→ Actions to take
1) In the piece on texting and dating, list the ways of keeping in touch that the first sentence says texts should be used in addition to.
2) From the piece on texting and dating, copy out everything from "To clarify –" down to "CONDONING this behavior.".

→ Quoted text

>>>

To clarify – if these texts are used in ADDITION to phone, email, and actual dates, they’re fine. I text my wife to ask her to pick up something from the grocery store when she’s out. She texts me from the kitchen to tell me she loves me. But texting MUST be the icing; it can’t be the cake.

Yet that’s what’s been established. Men collect phone numbers online. They text five women at the same time. They never pick up the phone to make a true connection, because they want to keep their options open. And women complain that men aren’t stepping up to the plate.

They’re right in one regard – texting is a shitty form of communication. But it’s not HIS fault if the texting persists; ultimately it’s yours. If you accept that he only texts you, never calls you, never asks you out for a proper date, you’re tacitly CONDONING this behavior.

<<<

Location annotation dataset excerpts:

>>>

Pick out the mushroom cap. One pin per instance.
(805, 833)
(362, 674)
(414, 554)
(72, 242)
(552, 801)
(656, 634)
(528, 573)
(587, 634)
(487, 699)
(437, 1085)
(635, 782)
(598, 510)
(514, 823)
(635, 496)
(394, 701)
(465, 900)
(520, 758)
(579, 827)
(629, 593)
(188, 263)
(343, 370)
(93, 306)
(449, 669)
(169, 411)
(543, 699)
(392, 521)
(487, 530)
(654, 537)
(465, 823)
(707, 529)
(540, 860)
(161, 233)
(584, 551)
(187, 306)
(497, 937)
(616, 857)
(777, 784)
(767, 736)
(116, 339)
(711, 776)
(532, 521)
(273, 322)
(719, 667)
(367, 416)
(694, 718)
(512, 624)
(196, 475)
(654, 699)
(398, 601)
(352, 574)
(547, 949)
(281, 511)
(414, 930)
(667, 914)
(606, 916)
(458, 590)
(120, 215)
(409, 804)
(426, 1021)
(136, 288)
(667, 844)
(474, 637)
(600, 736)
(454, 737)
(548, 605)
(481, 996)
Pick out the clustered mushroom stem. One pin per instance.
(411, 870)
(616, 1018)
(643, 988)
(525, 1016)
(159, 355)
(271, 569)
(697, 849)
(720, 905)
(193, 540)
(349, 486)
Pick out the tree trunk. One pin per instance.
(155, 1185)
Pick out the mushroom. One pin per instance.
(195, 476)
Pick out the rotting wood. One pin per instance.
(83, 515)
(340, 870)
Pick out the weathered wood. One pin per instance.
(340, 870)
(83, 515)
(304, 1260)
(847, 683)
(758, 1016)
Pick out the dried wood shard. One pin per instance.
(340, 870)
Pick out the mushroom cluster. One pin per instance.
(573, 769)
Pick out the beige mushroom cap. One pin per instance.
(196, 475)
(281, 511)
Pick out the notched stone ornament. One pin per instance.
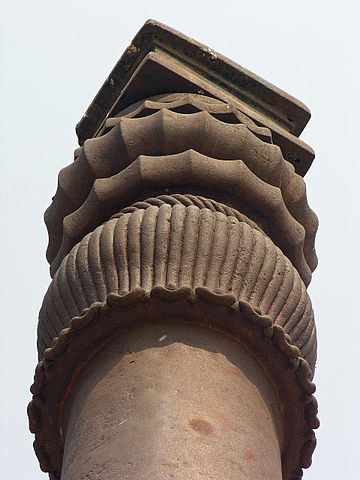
(185, 208)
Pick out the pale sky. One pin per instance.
(54, 56)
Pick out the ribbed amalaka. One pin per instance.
(177, 338)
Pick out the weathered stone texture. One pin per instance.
(184, 211)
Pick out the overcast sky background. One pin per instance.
(54, 56)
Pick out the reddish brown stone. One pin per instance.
(177, 337)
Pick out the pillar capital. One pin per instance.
(184, 211)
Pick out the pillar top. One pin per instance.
(162, 60)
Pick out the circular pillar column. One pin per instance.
(172, 401)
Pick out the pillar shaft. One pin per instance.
(177, 339)
(172, 401)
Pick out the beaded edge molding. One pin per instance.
(48, 442)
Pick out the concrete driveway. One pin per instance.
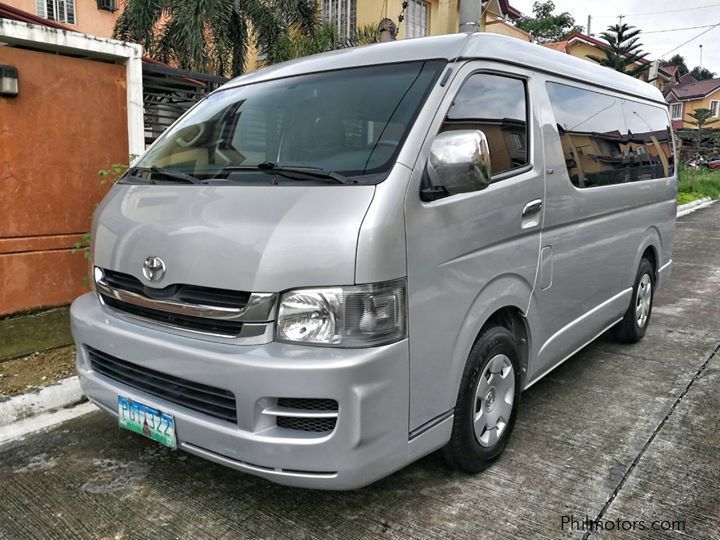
(618, 433)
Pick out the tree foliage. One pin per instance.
(624, 52)
(678, 61)
(546, 26)
(702, 74)
(213, 36)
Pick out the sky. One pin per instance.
(651, 16)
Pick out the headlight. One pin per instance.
(353, 316)
(97, 275)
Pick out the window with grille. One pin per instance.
(676, 111)
(714, 107)
(56, 10)
(107, 5)
(342, 14)
(417, 17)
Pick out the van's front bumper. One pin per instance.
(369, 441)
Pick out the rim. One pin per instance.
(643, 299)
(493, 401)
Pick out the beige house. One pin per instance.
(93, 17)
(689, 95)
(584, 46)
(420, 18)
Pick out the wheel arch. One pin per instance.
(649, 248)
(503, 301)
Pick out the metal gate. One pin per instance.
(169, 92)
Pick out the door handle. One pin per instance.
(533, 207)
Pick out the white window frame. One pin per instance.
(716, 112)
(342, 14)
(417, 19)
(672, 110)
(62, 11)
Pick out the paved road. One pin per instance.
(617, 432)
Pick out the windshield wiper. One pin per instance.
(288, 172)
(158, 173)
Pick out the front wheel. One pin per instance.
(487, 402)
(634, 324)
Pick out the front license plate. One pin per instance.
(154, 424)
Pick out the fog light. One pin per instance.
(8, 81)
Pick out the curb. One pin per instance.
(690, 207)
(63, 394)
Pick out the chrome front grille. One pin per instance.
(190, 294)
(212, 311)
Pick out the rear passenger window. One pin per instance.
(495, 105)
(609, 140)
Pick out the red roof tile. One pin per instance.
(695, 89)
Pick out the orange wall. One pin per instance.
(68, 121)
(88, 18)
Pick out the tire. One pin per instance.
(634, 324)
(494, 353)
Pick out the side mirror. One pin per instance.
(459, 162)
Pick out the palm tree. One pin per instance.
(624, 51)
(213, 36)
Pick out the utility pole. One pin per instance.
(471, 14)
(701, 56)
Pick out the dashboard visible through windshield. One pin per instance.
(347, 123)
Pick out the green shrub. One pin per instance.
(696, 184)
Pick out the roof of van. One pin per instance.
(477, 45)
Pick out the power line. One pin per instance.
(691, 39)
(676, 29)
(655, 12)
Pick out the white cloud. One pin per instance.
(648, 16)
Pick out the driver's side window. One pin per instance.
(497, 106)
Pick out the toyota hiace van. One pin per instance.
(331, 267)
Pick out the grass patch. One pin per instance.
(696, 184)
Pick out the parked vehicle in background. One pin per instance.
(332, 267)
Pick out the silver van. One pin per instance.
(332, 267)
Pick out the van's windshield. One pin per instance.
(349, 122)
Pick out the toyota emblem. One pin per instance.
(154, 269)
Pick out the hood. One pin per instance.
(247, 238)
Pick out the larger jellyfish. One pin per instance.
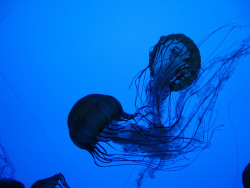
(176, 94)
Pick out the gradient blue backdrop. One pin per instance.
(54, 52)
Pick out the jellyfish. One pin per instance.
(173, 121)
(246, 176)
(92, 120)
(57, 180)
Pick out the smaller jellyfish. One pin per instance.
(246, 176)
(93, 119)
(9, 183)
(57, 180)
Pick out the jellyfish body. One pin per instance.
(57, 180)
(92, 119)
(174, 63)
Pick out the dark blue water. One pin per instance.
(54, 52)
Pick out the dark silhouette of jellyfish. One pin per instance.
(9, 183)
(57, 180)
(246, 176)
(174, 121)
(93, 119)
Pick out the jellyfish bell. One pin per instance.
(58, 180)
(174, 62)
(93, 119)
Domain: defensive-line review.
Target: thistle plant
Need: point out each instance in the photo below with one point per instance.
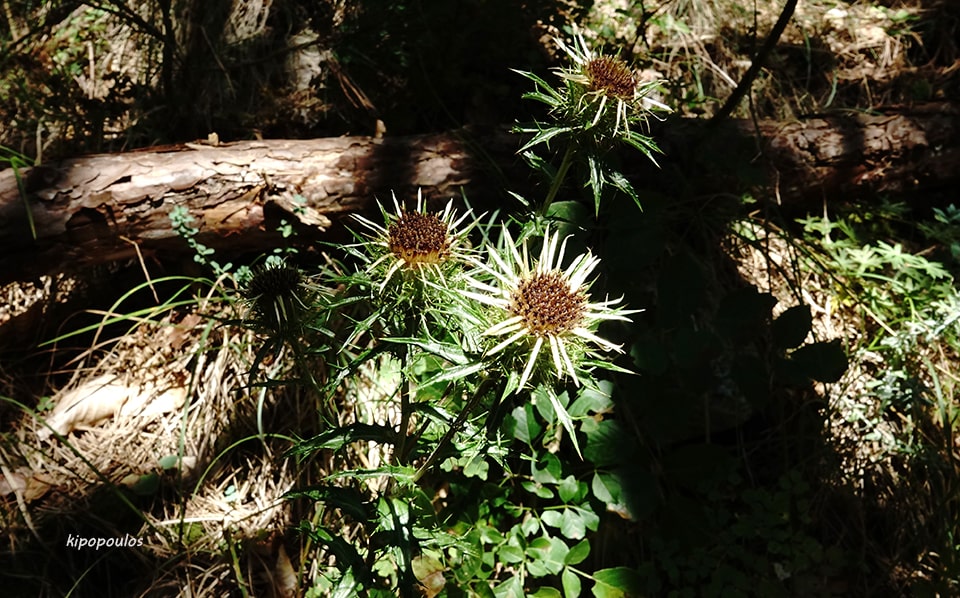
(411, 249)
(600, 103)
(456, 338)
(540, 306)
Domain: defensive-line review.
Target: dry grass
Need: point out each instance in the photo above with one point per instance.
(176, 388)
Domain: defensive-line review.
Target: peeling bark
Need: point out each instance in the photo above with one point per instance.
(101, 208)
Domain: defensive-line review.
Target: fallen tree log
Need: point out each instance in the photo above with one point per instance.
(101, 208)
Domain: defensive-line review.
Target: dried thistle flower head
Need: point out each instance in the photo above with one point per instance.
(541, 303)
(416, 244)
(276, 292)
(611, 76)
(417, 238)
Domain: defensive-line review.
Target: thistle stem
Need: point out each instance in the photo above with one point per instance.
(454, 427)
(410, 326)
(558, 179)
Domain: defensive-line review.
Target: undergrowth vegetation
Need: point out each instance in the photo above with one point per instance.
(603, 390)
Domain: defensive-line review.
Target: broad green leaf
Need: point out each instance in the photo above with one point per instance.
(578, 553)
(509, 554)
(571, 490)
(523, 424)
(571, 584)
(552, 518)
(511, 588)
(338, 438)
(548, 470)
(618, 582)
(548, 552)
(565, 420)
(348, 500)
(572, 525)
(592, 399)
(537, 488)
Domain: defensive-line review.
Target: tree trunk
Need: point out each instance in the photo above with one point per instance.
(101, 208)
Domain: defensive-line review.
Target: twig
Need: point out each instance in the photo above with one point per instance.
(758, 61)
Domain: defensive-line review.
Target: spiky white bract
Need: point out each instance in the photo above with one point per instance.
(607, 82)
(540, 305)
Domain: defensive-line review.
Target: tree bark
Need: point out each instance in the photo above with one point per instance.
(101, 208)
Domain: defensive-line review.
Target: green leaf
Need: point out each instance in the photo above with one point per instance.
(456, 373)
(523, 424)
(512, 588)
(552, 518)
(681, 289)
(565, 420)
(550, 472)
(510, 554)
(590, 519)
(169, 462)
(608, 443)
(348, 500)
(606, 487)
(397, 472)
(451, 352)
(571, 490)
(338, 438)
(578, 553)
(571, 584)
(824, 361)
(544, 136)
(550, 553)
(618, 582)
(696, 465)
(592, 399)
(792, 327)
(572, 525)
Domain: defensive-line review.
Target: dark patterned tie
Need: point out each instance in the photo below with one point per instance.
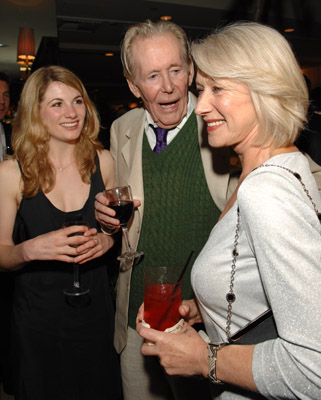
(161, 135)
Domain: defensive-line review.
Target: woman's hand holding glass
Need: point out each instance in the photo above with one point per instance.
(181, 353)
(106, 215)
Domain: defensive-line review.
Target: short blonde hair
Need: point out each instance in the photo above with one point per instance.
(30, 139)
(147, 30)
(261, 58)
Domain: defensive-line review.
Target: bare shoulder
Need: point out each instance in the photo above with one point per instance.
(107, 168)
(10, 178)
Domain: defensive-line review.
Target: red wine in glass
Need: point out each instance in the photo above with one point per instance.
(77, 289)
(121, 200)
(124, 210)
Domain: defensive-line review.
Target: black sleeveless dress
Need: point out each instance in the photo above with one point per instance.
(62, 346)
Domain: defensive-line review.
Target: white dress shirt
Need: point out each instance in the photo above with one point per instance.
(173, 132)
(3, 144)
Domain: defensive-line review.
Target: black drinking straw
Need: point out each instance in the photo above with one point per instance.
(176, 287)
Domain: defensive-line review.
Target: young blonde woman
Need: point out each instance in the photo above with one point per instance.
(62, 345)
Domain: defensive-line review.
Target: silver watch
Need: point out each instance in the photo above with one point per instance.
(212, 349)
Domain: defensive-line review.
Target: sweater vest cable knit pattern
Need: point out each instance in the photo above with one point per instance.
(179, 212)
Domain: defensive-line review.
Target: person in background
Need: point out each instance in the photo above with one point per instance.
(265, 251)
(62, 346)
(182, 184)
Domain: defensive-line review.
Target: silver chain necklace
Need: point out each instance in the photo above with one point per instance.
(230, 296)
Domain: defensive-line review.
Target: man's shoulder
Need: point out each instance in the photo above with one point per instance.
(130, 117)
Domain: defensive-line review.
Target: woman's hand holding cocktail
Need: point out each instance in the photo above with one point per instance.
(181, 353)
(190, 312)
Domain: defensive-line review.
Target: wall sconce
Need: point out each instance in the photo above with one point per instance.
(26, 50)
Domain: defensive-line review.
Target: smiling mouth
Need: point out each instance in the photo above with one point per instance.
(168, 105)
(217, 123)
(69, 124)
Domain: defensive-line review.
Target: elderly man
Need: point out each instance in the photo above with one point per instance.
(182, 188)
(182, 185)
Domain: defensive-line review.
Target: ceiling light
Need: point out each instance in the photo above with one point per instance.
(26, 49)
(289, 30)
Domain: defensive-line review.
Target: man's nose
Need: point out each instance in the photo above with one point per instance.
(168, 84)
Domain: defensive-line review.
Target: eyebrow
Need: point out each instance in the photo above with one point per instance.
(59, 99)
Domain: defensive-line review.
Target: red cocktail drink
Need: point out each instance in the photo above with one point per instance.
(162, 298)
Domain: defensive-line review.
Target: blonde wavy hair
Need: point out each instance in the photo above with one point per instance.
(147, 30)
(262, 59)
(30, 139)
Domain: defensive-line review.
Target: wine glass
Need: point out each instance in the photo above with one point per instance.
(76, 289)
(121, 200)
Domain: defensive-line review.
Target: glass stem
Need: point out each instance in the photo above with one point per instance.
(76, 276)
(125, 232)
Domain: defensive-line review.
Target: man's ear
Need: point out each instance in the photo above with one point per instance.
(133, 88)
(191, 74)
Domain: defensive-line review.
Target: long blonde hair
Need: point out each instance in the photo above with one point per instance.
(261, 58)
(30, 139)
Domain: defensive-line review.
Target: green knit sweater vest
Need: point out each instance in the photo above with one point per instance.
(179, 211)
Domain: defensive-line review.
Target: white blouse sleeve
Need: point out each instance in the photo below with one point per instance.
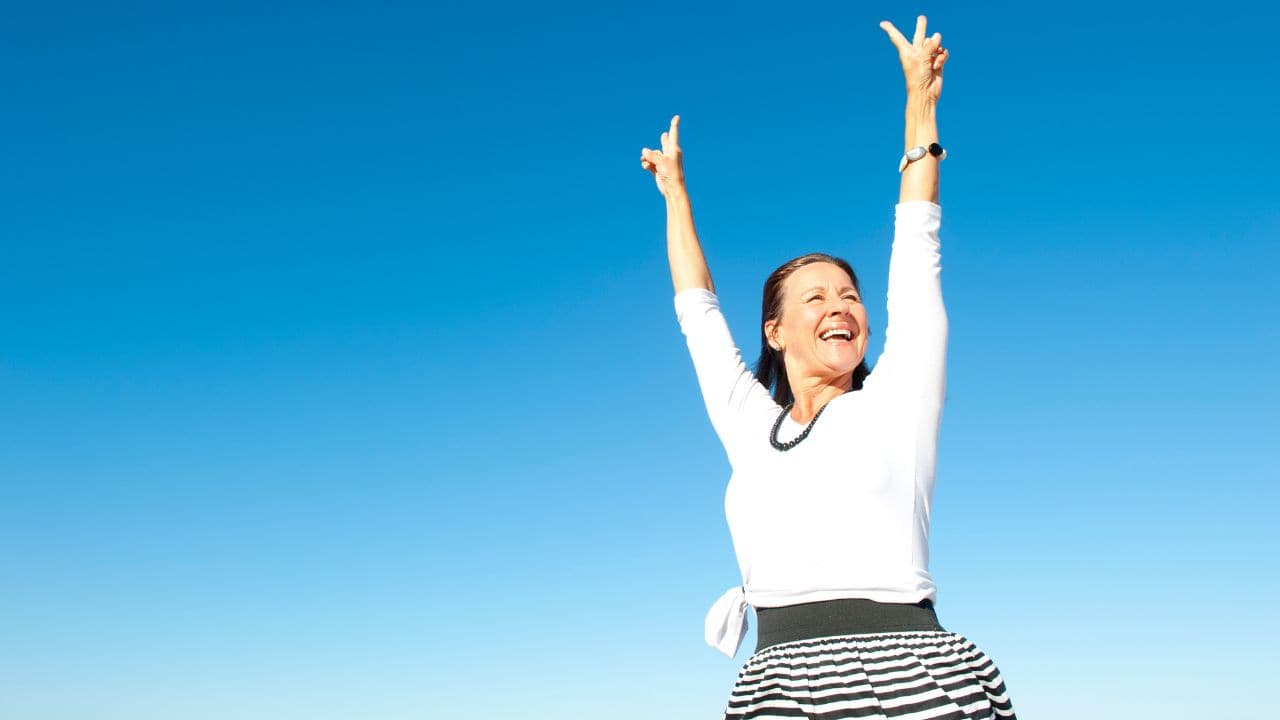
(730, 390)
(910, 373)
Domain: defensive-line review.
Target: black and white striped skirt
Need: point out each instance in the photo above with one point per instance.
(917, 674)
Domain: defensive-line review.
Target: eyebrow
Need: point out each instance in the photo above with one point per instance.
(846, 288)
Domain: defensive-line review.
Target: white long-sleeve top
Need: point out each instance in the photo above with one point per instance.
(845, 514)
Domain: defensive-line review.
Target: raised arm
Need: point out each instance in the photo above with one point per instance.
(688, 264)
(922, 59)
(913, 364)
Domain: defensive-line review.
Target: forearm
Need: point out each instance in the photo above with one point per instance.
(920, 178)
(688, 264)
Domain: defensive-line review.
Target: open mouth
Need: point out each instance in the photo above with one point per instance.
(837, 335)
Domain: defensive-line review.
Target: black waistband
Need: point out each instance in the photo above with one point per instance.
(840, 618)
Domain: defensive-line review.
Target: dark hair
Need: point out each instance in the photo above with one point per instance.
(769, 368)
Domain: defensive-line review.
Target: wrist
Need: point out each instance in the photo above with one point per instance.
(677, 196)
(920, 103)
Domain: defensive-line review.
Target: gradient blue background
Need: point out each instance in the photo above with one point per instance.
(339, 376)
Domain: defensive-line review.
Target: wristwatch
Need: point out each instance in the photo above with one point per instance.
(920, 151)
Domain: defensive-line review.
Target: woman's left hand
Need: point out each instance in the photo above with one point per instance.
(922, 59)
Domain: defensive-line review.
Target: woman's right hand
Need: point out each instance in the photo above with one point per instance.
(666, 164)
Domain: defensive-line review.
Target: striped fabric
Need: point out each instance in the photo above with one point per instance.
(918, 675)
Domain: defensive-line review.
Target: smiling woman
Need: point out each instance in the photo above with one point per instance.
(831, 519)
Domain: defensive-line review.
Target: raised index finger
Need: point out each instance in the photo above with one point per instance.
(896, 37)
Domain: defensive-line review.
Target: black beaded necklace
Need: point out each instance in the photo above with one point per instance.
(795, 441)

<<<

→ Completed exercise
1) phone, email, actual dates

2)
To clarify – if these texts are used in ADDITION to phone, email, and actual dates, they’re fine. I text my wife to ask her to pick up something from the grocery store when she’s out. She texts me from the kitchen to tell me she loves me. But texting MUST be the icing; it can’t be the cake.

Yet that’s what’s been established. Men collect phone numbers online. They text five women at the same time. They never pick up the phone to make a true connection, because they want to keep their options open. And women complain that men aren’t stepping up to the plate.

They’re right in one regard – texting is a shitty form of communication. But it’s not HIS fault if the texting persists; ultimately it’s yours. If you accept that he only texts you, never calls you, never asks you out for a proper date, you’re tacitly CONDONING this behavior.